What is asked - Which lines run from the one containing "Point to the duck facing" to the end of the entries? Quote them exactly, and nothing else.

(Data extracted from a collection)
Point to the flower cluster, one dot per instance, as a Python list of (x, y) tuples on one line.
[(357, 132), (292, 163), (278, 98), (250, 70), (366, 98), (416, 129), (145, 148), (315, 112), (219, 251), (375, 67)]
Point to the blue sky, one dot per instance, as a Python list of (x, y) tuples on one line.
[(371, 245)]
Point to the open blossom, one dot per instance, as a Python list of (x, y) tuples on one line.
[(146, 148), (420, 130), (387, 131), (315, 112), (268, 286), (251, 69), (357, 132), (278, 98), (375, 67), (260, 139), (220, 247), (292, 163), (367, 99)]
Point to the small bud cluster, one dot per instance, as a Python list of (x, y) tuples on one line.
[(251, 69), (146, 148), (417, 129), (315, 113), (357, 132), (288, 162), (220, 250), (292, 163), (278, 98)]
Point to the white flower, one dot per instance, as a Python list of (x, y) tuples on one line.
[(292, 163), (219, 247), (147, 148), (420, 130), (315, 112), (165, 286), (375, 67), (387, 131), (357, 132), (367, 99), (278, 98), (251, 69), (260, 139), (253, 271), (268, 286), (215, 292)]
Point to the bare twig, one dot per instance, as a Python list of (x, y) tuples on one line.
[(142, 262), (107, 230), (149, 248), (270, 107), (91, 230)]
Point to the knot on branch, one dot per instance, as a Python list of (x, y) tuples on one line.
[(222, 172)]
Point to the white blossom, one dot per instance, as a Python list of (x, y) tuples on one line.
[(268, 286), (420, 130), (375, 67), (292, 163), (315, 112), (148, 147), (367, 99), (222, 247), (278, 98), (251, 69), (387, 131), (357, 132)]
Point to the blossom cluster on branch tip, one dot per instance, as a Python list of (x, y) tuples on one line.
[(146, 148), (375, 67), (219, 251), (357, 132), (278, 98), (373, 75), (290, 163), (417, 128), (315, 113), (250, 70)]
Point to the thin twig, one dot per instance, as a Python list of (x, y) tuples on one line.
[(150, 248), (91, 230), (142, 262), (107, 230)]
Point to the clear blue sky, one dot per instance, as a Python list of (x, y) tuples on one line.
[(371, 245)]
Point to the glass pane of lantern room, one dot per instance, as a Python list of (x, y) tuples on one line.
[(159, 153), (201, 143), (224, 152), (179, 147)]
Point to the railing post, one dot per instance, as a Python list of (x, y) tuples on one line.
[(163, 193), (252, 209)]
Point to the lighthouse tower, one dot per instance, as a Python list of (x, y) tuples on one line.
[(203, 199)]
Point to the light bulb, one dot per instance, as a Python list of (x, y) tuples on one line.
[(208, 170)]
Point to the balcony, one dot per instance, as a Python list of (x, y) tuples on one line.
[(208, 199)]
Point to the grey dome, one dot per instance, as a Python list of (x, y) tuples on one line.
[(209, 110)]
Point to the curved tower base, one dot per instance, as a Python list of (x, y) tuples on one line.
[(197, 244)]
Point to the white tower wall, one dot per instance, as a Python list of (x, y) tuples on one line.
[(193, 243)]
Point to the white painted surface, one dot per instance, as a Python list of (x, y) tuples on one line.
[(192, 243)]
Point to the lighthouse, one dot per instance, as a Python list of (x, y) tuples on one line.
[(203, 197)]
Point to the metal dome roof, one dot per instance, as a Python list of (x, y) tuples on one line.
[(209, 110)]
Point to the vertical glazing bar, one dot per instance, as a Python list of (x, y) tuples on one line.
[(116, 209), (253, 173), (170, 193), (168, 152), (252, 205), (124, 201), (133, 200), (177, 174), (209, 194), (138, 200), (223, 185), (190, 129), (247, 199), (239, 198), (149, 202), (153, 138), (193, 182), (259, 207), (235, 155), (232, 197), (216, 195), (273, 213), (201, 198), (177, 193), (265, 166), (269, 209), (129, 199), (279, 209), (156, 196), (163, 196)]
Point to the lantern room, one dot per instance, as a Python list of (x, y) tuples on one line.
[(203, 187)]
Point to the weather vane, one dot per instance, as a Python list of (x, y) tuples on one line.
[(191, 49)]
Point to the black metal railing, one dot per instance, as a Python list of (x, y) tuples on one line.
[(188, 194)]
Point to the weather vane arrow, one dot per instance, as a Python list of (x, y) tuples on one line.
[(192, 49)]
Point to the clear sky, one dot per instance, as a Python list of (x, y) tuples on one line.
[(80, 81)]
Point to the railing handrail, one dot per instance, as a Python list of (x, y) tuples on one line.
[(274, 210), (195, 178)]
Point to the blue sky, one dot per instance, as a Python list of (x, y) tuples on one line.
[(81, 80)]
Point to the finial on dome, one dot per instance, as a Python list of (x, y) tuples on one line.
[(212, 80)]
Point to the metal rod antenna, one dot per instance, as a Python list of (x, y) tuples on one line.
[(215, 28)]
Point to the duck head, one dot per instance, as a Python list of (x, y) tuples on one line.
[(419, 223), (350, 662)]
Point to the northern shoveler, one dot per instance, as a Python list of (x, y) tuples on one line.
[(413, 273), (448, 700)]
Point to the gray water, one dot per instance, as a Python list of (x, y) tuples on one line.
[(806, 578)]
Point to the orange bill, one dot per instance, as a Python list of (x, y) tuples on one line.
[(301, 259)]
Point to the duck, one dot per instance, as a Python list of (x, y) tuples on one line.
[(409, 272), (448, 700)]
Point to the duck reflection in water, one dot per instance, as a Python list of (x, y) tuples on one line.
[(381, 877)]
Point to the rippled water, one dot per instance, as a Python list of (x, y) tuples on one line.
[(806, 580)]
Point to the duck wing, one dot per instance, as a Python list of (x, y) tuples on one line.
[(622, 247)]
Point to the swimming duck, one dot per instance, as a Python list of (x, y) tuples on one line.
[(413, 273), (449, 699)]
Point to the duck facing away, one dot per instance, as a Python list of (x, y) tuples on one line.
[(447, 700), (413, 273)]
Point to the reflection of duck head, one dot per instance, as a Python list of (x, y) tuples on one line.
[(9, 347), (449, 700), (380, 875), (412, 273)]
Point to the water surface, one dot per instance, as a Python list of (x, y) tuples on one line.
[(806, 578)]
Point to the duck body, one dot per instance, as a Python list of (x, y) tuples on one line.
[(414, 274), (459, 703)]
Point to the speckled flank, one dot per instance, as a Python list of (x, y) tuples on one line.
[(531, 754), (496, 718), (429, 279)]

Output for this exercise -
Point to the duck facing away, one dot per instance, as a Python list of (x, y) tuples on one line.
[(447, 700), (413, 273)]
Point to the reflection of duck head, one dot per instance, as a Python list of (x, y) tuples on one line.
[(9, 347), (449, 700), (380, 875), (412, 273)]
Point to the water surface, one dot per instance, as a Python list of (x, y) tuples on one line.
[(806, 578)]
Point to the duck body, one dot per instance, as a Python list of (x, y) tuples on one line.
[(414, 274), (459, 703)]
Point to the speckled flank, one dot per instance, as a Python list of (x, y) tuples on one line.
[(531, 754), (496, 718), (429, 279)]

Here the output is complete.